* PROVIDED DATA *
>> BEGIN

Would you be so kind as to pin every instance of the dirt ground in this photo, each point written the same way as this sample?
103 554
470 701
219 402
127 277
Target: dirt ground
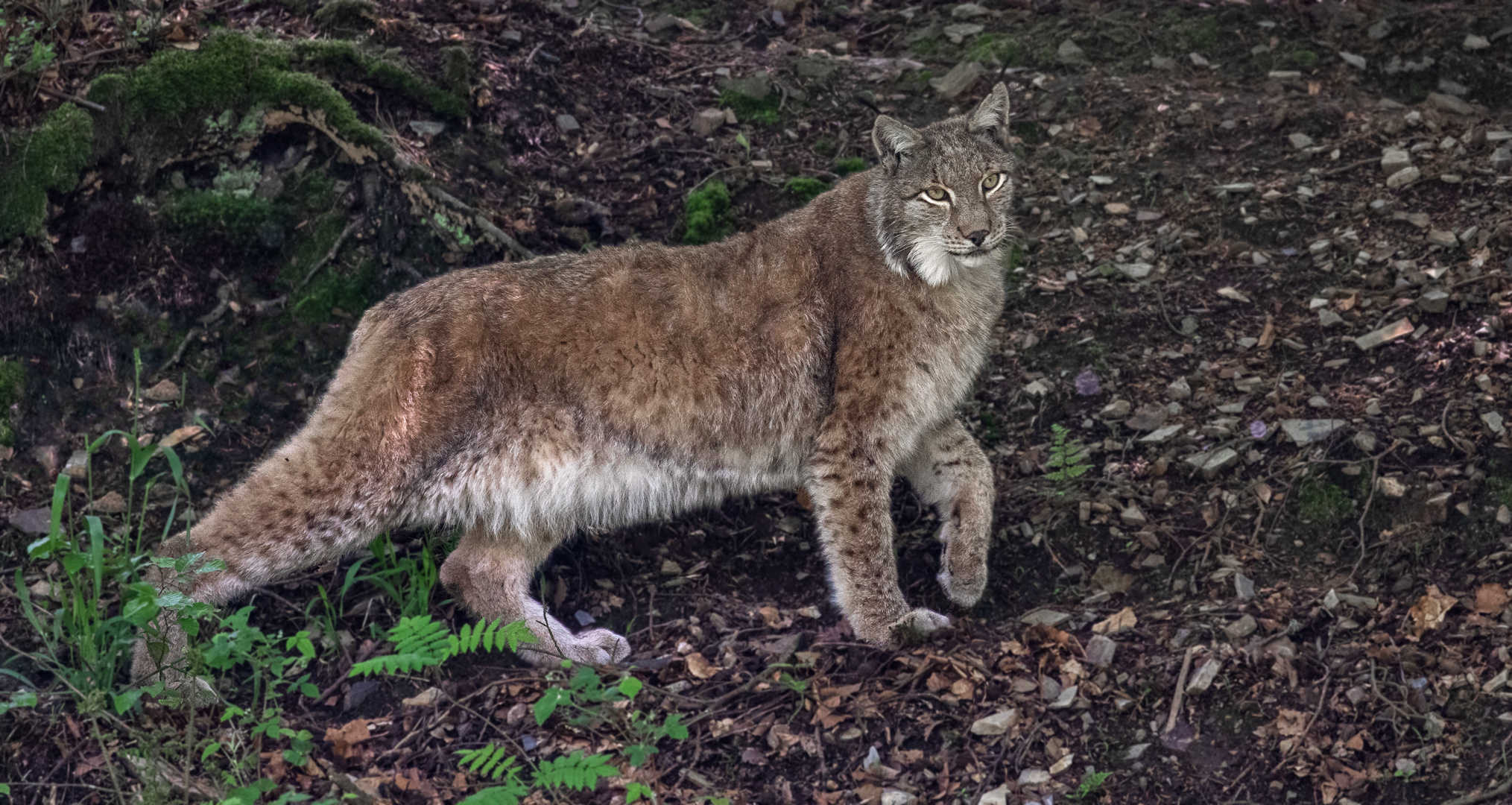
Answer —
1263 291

>> END
>> BEGIN

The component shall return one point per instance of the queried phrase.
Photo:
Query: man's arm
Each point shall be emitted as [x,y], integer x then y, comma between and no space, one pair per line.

>> END
>> BEGIN

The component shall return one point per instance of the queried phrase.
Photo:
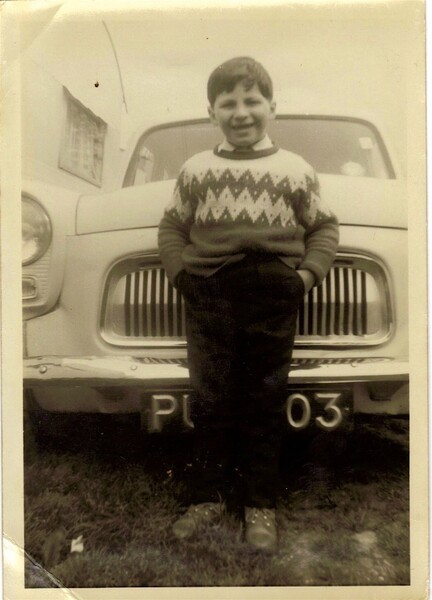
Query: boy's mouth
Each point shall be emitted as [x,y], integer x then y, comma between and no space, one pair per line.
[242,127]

>> END

* INSTRUCTIONS TO FOLLOW *
List every line of the data above that contains the word "dirt".

* WRITTEN SOLUTION *
Would you be so kind as to pin every instance of the dirt ground in this photo, each point written the same way as this sample?
Target: dirt ground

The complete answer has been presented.